══ TEXT SECTION

There are three main contributions from this paper. First, we formulate the problem of exploring labor-market signals as a reproducible proxy for feature prioritization as a supervised classification problem on a mixed feature space, and we introduce a methodology for constructing such a dataset, particularly for applications relevant to early-stage startups. Second, we present a deep learning framework capable of encoding both internal delivery experience and market information, and show that using labor market data significantly improves proxy-classification performance compared to models trained using only internal signals. Finally, we perform an ablation study in order to determine the relative importance of each input feature type, and analyze interpretability through attention-weighted gradients [12]. We emphasize that the present work constitutes a proof-of-concept for this proxy-based approach; empirical validation against direct expert-annotated priority labels remains as future work.
The rest of the paper proceeds as follows. Section 2 discusses the related literature on requirements prioritization, market signal interpretation, and deep learning in software engineering. Section 3 explains the dataset, data pre-processing pipeline, and the model architecture. Section 4 presents the experimental setup and evaluation protocol. The results are reported in Section 5, followed by a dedicated Discussion in Section 6. Finally, Section 7 concludes the paper.

2. Literature Review

Early-stage software startups encounter many uncertainties regarding decision making concerning successful operations and feature selection. The availability of limited resources and changing market dynamics call for the utilization of effective and data-oriented means to make decisions. There have been various studies in recent times utilizing machine learning and deep learning technologies to conduct analyses on startup data and predict their success. Besides, there have been other pieces of research analyzing feature selection processes conducted by startups in relation to budget and timeline constraints. Unfortunately, these two topics are considered independently. This literature review presents a summary of five major studies regarding feature prioritization and startup success prediction and the gaps in each of the papers.

════
══ DATA LINES

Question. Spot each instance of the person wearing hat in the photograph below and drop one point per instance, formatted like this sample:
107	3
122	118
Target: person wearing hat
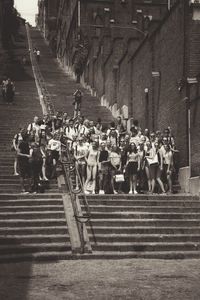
80	153
103	167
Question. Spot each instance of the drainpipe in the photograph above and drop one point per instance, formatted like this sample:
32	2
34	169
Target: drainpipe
169	4
79	14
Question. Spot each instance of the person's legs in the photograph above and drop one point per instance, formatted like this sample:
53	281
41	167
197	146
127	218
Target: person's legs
112	180
94	173
44	170
169	180
152	172
131	184
158	174
89	176
148	178
135	184
15	166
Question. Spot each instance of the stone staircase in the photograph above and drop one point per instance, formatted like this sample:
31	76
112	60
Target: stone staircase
61	86
144	226
31	226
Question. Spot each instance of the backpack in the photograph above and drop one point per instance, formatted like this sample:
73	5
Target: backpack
16	138
37	155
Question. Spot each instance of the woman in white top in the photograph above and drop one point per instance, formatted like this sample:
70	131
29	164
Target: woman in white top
133	167
155	161
115	165
168	165
80	153
92	159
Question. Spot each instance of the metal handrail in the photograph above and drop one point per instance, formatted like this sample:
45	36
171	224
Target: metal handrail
40	79
69	166
72	167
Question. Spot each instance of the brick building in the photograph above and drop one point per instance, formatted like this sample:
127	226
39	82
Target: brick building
8	29
46	20
142	59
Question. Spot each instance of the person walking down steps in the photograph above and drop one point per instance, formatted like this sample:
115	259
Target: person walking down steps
77	102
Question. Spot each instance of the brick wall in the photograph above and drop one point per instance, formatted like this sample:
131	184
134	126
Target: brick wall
162	52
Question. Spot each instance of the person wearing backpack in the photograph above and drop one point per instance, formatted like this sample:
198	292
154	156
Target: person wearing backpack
33	130
10	91
36	162
15	143
77	103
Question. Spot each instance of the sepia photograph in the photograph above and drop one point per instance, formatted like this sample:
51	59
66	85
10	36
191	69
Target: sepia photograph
99	149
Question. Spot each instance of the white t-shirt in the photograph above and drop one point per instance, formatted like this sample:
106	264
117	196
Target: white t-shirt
54	145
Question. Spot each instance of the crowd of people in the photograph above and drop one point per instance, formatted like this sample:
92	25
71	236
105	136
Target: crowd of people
109	159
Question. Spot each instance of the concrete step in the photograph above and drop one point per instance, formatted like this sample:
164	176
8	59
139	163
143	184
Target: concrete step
33	239
32	215
120	197
140	238
143	215
17	247
32	223
145	222
143	230
12	196
44	230
145	209
145	203
32	208
38	256
31	202
146	246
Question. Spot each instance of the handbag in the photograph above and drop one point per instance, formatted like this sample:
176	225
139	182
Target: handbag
153	161
119	178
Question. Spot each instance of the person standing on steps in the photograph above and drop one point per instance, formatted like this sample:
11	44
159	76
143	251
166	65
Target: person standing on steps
23	154
38	55
15	144
33	130
3	87
36	162
77	102
10	91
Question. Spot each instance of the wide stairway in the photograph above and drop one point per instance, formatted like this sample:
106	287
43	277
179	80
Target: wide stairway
121	226
31	226
143	226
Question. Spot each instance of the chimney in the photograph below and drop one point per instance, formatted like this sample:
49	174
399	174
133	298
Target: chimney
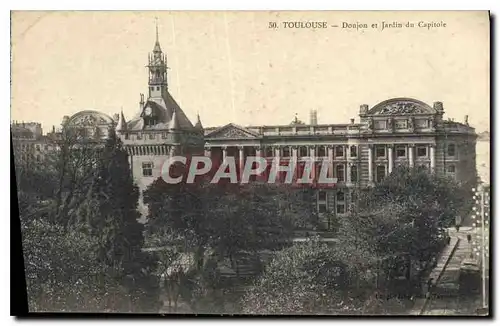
314	117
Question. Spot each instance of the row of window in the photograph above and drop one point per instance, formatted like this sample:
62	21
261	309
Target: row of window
164	135
340	202
421	150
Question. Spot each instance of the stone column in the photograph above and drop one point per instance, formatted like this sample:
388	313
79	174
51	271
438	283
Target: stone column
410	155
241	158
348	171
370	163
432	154
390	157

════

### GOALS
1 > How would you put this sentence from the feature-prioritization excerpt into Spanish: "Unfortunately, these two topics are considered independently."
2 > Can you extract the part of the feature-prioritization excerpt starting at "Early-stage software startups" and ending at "of the papers.", copied exactly?
3 > According to the feature-prioritization excerpt, which section reports the results?
The records are separate material and have no connection to the feature-prioritization excerpt.

### PROBLEM SOLUTIONS
1 > Lamentablemente, estos dos temas se consideran de forma independiente.

2 >
Early-stage software startups encounter many uncertainties regarding decision making concerning successful operations and feature selection. The availability of limited resources and changing market dynamics call for the utilization of effective and data-oriented means to make decisions. There have been various studies in recent times utilizing machine learning and deep learning technologies to conduct analyses on startup data and predict their success. Besides, there have been other pieces of research analyzing feature selection processes conducted by startups in relation to budget and timeline constraints. Unfortunately, these two topics are considered independently. This literature review presents a summary of five major studies regarding feature prioritization and startup success prediction and the gaps in each of the papers.

3 > Section 5.